#### Provided records

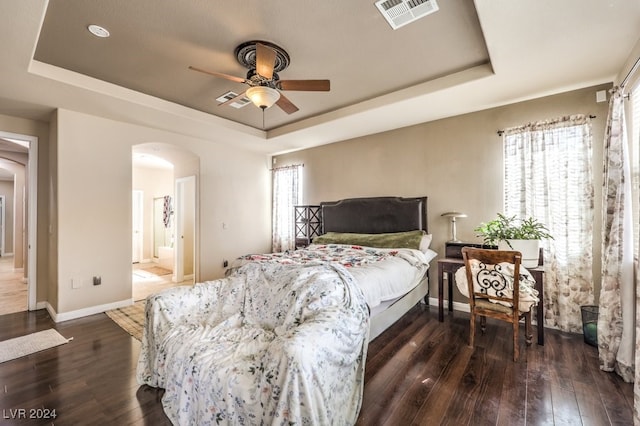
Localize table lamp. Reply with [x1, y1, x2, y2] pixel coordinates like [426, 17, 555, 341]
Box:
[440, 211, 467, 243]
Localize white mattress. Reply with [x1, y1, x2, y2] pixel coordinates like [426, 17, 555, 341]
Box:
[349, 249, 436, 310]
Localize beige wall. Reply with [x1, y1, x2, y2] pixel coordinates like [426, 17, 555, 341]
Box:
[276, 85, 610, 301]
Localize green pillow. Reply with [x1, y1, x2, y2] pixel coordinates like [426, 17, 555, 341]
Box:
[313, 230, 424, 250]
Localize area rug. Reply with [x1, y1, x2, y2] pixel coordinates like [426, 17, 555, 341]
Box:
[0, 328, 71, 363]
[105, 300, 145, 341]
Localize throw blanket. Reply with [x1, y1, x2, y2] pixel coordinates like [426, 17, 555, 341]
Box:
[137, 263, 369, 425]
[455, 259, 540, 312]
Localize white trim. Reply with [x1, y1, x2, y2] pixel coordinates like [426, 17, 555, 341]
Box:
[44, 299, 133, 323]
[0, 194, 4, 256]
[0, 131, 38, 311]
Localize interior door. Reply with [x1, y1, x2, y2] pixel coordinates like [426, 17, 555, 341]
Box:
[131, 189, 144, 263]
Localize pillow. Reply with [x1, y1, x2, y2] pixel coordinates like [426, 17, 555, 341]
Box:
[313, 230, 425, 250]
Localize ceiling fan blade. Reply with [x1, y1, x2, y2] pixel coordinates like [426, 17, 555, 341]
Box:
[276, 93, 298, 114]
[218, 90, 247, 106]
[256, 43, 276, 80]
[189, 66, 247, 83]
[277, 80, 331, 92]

########
#### Provided records

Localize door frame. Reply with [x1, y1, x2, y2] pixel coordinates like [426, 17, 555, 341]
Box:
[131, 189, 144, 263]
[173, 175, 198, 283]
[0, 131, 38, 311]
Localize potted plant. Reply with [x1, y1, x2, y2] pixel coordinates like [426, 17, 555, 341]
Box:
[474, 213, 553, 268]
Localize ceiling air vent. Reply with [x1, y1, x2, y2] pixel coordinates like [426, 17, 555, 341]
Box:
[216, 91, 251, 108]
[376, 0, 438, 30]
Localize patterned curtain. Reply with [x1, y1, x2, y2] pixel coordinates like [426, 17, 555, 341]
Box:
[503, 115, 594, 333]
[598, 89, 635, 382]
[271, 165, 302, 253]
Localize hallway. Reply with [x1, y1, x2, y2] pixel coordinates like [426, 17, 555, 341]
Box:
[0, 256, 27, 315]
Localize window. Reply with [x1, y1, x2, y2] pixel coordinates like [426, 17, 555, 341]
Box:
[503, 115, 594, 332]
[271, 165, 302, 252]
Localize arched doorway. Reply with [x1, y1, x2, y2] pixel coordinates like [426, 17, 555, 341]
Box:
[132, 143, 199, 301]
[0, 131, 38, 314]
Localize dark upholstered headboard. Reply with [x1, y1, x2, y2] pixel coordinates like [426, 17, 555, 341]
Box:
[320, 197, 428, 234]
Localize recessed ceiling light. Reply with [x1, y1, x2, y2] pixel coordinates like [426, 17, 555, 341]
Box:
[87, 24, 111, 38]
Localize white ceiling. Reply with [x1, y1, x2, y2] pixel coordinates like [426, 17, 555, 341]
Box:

########

-- Exercise brief --
Rewrite the lines from the line with "Localize door frame." up to and including the line with "[376, 0, 438, 30]", replacing "potted plant" with "houseplant" and leaving everything else unchanged. Give only those lines.

-- Result for this exercise --
Localize door frame. Reply with [x1, y1, x2, y2] pixel coordinates like [426, 17, 555, 341]
Box:
[131, 189, 144, 263]
[173, 175, 198, 283]
[0, 131, 38, 311]
Localize houseplant. Reply with [x1, y1, x2, y2] pixel coordinates like [426, 17, 555, 341]
Box:
[474, 213, 553, 268]
Localize ceiling air vent. Reply with [x1, y1, x2, y2] pixel coordinates like [426, 17, 555, 341]
Box:
[216, 91, 251, 108]
[376, 0, 438, 30]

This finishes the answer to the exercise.